Rows of box annotation data
● ● ● ●
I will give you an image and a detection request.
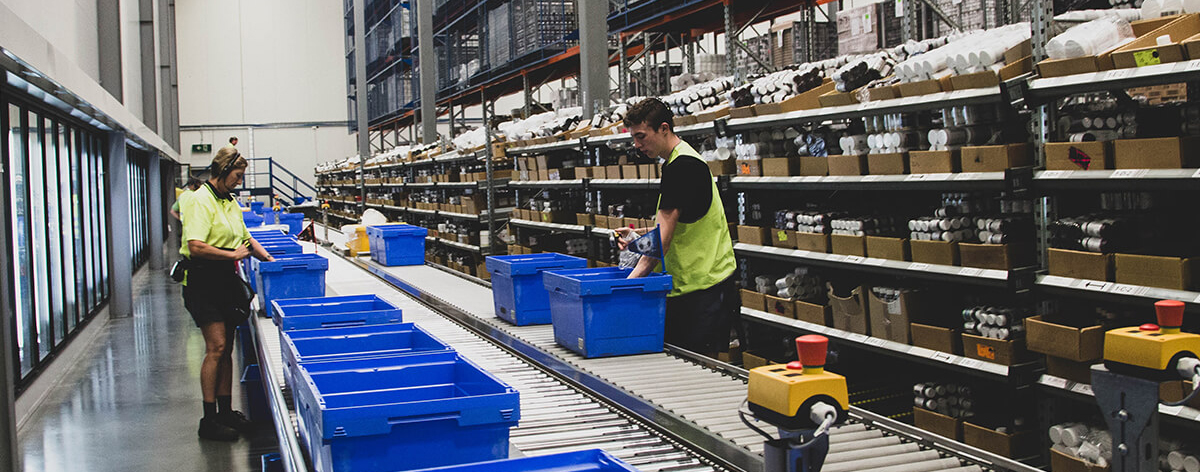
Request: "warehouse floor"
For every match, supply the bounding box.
[18,269,278,472]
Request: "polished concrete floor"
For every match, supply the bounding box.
[18,269,277,472]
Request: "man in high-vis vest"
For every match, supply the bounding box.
[620,98,742,357]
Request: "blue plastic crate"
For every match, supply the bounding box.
[367,225,430,265]
[414,449,637,472]
[293,352,521,472]
[485,252,588,327]
[542,267,671,358]
[280,323,454,386]
[271,291,403,330]
[280,213,304,235]
[251,255,329,313]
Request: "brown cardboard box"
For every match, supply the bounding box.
[792,232,829,253]
[908,240,959,265]
[961,143,1033,172]
[1050,449,1111,472]
[896,79,942,97]
[950,71,1000,90]
[796,300,833,327]
[1112,14,1200,68]
[962,333,1028,365]
[1045,141,1112,171]
[737,159,762,177]
[738,225,770,246]
[762,157,800,177]
[1025,316,1104,363]
[959,243,1033,270]
[826,282,871,335]
[866,237,911,261]
[800,156,829,177]
[866,287,920,345]
[866,153,908,175]
[908,323,962,354]
[762,295,796,319]
[828,154,866,175]
[768,228,796,249]
[1046,356,1096,384]
[730,107,754,119]
[908,150,962,174]
[1046,247,1112,281]
[1112,138,1200,169]
[742,288,767,311]
[829,234,866,257]
[912,406,962,441]
[1114,253,1200,291]
[962,422,1038,459]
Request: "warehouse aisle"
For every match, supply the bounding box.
[18,269,277,472]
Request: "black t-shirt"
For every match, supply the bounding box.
[659,155,713,223]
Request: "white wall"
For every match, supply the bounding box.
[175,0,356,184]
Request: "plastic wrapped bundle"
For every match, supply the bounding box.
[1046,16,1134,59]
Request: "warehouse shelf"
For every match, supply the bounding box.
[742,306,1037,384]
[730,172,1004,190]
[509,219,587,234]
[733,243,1033,289]
[1036,275,1200,312]
[1025,59,1200,103]
[1038,375,1200,423]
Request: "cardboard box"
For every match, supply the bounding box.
[762,295,796,319]
[768,228,796,249]
[1050,449,1111,472]
[962,422,1038,459]
[866,153,908,175]
[1112,138,1200,169]
[961,143,1033,172]
[1112,14,1200,68]
[908,240,959,265]
[1046,247,1112,281]
[762,157,800,177]
[829,234,866,257]
[1114,253,1200,291]
[896,79,942,97]
[908,150,962,174]
[912,406,962,441]
[738,225,770,246]
[866,287,920,345]
[792,232,829,253]
[800,156,829,177]
[950,70,1000,90]
[828,154,866,175]
[908,323,962,354]
[826,282,871,335]
[1025,316,1104,363]
[742,288,767,311]
[796,300,833,327]
[866,237,911,261]
[737,159,762,177]
[962,333,1028,365]
[1045,141,1112,171]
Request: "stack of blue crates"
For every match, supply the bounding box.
[485,252,588,327]
[542,267,672,358]
[272,291,521,472]
[367,225,430,265]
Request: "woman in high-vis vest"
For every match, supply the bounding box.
[620,98,742,357]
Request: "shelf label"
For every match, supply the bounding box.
[1109,169,1150,179]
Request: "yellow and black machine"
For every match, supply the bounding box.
[742,335,850,472]
[1092,300,1200,472]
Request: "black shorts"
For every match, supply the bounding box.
[664,275,742,354]
[184,259,250,327]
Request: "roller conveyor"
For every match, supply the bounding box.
[258,225,1033,472]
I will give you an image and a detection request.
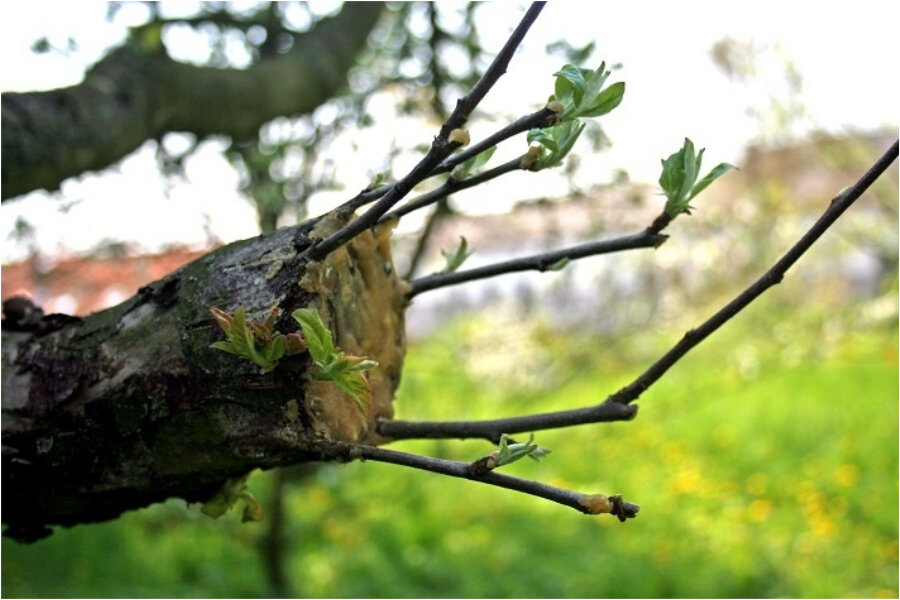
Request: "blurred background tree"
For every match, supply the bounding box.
[3,2,897,597]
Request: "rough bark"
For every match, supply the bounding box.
[2,216,407,541]
[0,2,382,200]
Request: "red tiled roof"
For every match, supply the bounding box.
[2,250,208,315]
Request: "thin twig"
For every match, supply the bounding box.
[377,142,898,442]
[409,233,668,298]
[404,198,453,281]
[335,108,552,218]
[431,108,557,175]
[379,155,524,222]
[607,142,897,404]
[310,440,639,521]
[304,2,545,261]
[376,402,637,444]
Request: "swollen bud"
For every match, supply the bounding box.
[448,129,470,146]
[578,494,613,515]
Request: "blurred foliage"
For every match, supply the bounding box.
[2,291,898,597]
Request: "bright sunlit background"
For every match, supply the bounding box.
[0,0,900,598]
[0,0,900,262]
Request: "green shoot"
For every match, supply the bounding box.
[492,433,550,468]
[550,62,625,121]
[659,138,735,219]
[209,306,306,373]
[200,473,263,523]
[527,119,584,171]
[292,308,378,414]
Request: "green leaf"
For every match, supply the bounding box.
[209,340,241,356]
[263,333,286,363]
[578,81,625,117]
[538,119,584,169]
[659,138,734,218]
[240,492,263,523]
[441,235,475,273]
[495,433,550,467]
[292,308,337,366]
[688,163,737,200]
[553,65,586,106]
[200,472,250,519]
[292,308,378,414]
[578,62,609,110]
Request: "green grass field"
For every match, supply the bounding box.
[2,304,898,598]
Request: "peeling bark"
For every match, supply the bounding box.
[0,2,383,200]
[2,216,407,541]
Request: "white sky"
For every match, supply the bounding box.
[0,0,900,262]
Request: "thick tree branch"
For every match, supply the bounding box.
[409,233,667,298]
[305,2,545,261]
[313,440,640,521]
[378,142,898,442]
[0,2,382,200]
[0,217,405,541]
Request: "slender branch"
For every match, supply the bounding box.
[336,108,552,218]
[432,108,556,175]
[409,233,668,298]
[377,402,637,444]
[310,440,640,521]
[378,142,898,442]
[304,2,545,260]
[607,142,898,404]
[404,198,453,281]
[379,155,524,222]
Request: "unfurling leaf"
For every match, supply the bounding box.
[441,235,475,273]
[209,306,306,373]
[292,308,337,366]
[527,119,584,170]
[293,308,378,415]
[493,433,550,467]
[200,472,250,519]
[548,62,625,121]
[659,138,735,218]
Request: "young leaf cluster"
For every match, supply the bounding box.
[209,306,306,373]
[441,235,475,273]
[526,119,584,171]
[491,433,550,468]
[550,62,625,121]
[523,63,625,171]
[200,472,263,523]
[292,308,378,414]
[659,138,735,219]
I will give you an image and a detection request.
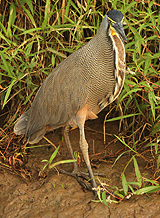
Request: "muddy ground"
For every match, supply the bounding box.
[0,112,160,218]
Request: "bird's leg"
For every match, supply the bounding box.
[64,125,78,173]
[58,125,92,190]
[79,125,97,191]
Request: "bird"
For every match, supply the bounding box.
[14,10,127,193]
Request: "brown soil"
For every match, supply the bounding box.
[0,112,160,218]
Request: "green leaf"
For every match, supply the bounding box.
[0,51,13,78]
[46,47,67,58]
[2,79,16,109]
[122,173,128,195]
[135,186,160,195]
[48,145,60,164]
[105,113,141,122]
[49,160,77,169]
[102,191,109,207]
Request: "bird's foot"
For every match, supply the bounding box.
[58,168,105,198]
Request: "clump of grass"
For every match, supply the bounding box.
[0,0,160,198]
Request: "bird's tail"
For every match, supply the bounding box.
[14,110,30,135]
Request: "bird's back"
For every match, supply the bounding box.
[14,16,125,143]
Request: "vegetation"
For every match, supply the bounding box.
[0,0,160,201]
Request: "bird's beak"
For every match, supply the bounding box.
[112,22,127,42]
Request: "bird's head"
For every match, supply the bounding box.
[107,10,127,41]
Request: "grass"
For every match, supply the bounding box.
[0,0,160,202]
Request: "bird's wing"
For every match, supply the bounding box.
[26,55,87,139]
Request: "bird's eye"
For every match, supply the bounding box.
[108,17,116,24]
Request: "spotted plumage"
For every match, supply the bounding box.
[14,10,126,195]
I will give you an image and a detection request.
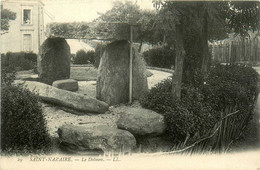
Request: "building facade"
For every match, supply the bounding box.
[1,0,45,53]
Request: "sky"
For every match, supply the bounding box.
[42,0,153,24]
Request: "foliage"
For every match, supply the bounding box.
[143,47,175,68]
[46,22,92,38]
[47,1,161,44]
[1,52,37,71]
[73,50,95,64]
[140,65,258,145]
[93,1,157,43]
[141,79,218,142]
[155,0,260,80]
[1,5,16,34]
[1,70,51,154]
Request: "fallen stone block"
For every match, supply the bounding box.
[117,107,166,136]
[15,81,109,114]
[52,79,79,91]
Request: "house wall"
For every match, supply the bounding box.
[1,0,44,53]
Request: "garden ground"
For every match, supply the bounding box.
[15,67,260,152]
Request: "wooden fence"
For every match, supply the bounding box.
[210,37,260,63]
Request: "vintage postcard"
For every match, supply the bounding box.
[0,0,260,170]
● ● ● ●
→ AIM OF THE TASK:
Lay out the data above as a numbered list, from its first line through the line containing "[251,255,329,313]", including both ends, with blank lines dropped. Leave the pictures out of your answer.

→ EXERCISE RESULT:
1. I will give you an image and a detection request.
2. Request: "warehouse floor"
3. For every match, supply the bounding box.
4. [18,269,278,472]
5. Request: "polished concrete floor"
6. For every match, supply the bounding box.
7. [18,269,277,472]
8. Request: "man in high-vis vest"
9. For every match, supply the bounding box.
10. [620,98,742,357]
11. Request: "blue plastic crate"
12. For every match, supply the bounding box.
13. [367,225,430,265]
14. [414,449,637,472]
15. [293,352,521,472]
16. [485,252,588,327]
17. [542,267,671,358]
18. [280,323,454,386]
19. [271,291,403,330]
20. [280,213,304,235]
21. [251,255,329,313]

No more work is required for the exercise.